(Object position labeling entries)
━━━━━━━━━━━━━━━━━━━━
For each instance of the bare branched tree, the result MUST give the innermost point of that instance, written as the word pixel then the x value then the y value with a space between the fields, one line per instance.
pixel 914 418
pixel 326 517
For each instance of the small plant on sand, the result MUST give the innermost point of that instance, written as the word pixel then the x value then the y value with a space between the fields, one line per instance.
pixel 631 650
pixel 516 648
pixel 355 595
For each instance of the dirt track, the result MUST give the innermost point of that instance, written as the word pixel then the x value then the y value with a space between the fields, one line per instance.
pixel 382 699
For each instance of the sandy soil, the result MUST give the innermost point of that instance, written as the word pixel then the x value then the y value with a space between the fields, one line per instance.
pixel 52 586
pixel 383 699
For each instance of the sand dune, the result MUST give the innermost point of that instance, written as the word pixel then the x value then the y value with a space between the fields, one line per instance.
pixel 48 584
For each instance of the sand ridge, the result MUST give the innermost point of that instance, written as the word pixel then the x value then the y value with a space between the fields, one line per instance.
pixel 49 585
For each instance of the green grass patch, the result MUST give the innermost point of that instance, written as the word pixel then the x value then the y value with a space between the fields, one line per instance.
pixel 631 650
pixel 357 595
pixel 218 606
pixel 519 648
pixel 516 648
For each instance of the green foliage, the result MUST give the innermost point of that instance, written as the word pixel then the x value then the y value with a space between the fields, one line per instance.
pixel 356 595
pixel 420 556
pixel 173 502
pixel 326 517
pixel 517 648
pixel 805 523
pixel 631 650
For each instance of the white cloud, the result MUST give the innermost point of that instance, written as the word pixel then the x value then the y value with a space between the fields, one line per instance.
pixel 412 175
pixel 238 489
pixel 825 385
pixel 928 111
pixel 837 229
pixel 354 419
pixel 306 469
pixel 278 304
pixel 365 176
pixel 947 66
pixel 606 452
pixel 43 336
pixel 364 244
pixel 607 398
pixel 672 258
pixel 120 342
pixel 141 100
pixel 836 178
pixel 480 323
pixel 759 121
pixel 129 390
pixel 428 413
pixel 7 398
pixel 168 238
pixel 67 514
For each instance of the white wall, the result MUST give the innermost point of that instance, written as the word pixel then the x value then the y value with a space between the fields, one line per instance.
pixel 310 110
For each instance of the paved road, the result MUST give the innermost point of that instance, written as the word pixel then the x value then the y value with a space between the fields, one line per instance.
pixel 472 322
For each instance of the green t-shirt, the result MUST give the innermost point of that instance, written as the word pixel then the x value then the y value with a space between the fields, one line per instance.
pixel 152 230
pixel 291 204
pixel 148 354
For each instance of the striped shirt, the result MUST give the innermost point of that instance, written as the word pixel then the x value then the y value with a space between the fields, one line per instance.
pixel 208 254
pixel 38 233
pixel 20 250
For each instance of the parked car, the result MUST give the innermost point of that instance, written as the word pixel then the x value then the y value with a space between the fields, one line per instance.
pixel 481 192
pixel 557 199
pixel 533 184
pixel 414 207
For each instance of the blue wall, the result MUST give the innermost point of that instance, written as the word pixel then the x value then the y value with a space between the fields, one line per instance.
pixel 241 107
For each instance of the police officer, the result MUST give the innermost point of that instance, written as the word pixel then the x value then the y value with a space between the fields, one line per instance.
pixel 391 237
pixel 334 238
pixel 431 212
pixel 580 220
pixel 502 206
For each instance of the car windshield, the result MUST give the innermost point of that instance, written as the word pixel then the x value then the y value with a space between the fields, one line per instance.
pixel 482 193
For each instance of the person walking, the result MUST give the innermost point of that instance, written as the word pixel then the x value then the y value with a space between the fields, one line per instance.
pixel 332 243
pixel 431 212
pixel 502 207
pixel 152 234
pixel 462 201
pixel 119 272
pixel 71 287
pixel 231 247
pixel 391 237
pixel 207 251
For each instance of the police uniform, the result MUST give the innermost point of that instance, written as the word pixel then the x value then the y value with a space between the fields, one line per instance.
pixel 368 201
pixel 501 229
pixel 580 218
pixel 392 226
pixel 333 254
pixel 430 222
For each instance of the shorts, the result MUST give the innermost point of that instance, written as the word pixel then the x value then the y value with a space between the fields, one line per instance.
━━━━━━━━━━━━━━━━━━━━
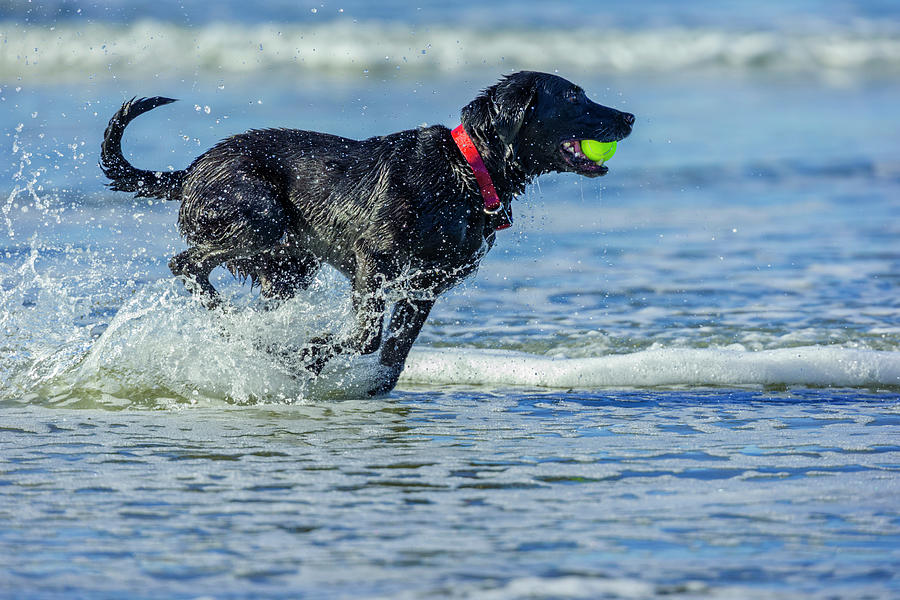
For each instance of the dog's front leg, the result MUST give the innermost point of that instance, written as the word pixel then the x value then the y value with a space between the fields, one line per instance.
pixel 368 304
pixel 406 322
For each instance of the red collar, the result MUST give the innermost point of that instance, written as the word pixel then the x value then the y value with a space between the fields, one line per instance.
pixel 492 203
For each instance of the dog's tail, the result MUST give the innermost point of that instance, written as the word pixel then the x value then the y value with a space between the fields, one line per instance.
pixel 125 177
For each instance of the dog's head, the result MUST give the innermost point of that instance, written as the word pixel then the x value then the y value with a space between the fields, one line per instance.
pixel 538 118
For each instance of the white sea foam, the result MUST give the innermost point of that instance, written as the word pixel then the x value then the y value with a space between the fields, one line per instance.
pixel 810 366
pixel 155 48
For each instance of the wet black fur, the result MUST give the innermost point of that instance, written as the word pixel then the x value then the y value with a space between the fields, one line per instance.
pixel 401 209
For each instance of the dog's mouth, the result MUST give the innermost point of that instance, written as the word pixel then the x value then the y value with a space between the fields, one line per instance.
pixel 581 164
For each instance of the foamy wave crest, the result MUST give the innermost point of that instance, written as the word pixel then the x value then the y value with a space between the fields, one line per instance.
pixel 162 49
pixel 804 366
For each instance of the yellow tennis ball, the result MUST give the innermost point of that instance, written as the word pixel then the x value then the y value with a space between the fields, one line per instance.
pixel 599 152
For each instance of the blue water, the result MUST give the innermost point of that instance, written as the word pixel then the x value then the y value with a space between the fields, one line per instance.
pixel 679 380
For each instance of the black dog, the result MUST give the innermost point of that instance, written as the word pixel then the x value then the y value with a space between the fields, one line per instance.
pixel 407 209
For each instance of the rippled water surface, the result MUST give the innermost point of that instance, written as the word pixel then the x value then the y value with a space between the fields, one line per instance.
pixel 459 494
━━━━━━━━━━━━━━━━━━━━
Do this: Please copy out, word for word, the stretch of data above from the line containing "For each instance of the foamy" through the line containing "pixel 679 380".

Answer below:
For each instance of the foamy wave crest, the result MUST give the innermost point of that instance, written as the word pixel then the x value then the y value with a space between the fields, one line per instance.
pixel 162 49
pixel 804 366
For each instance of the yellow tennis ball, the result MUST give the innermost point of that instance, written as the word pixel then the x value then the y value with a space between the fields, one line per instance.
pixel 599 152
For each instance of the blue water, the result MUST give the innermost point of that instance, written as the word pixel then the x value then the y value with a space between the fields, one line per instance.
pixel 679 380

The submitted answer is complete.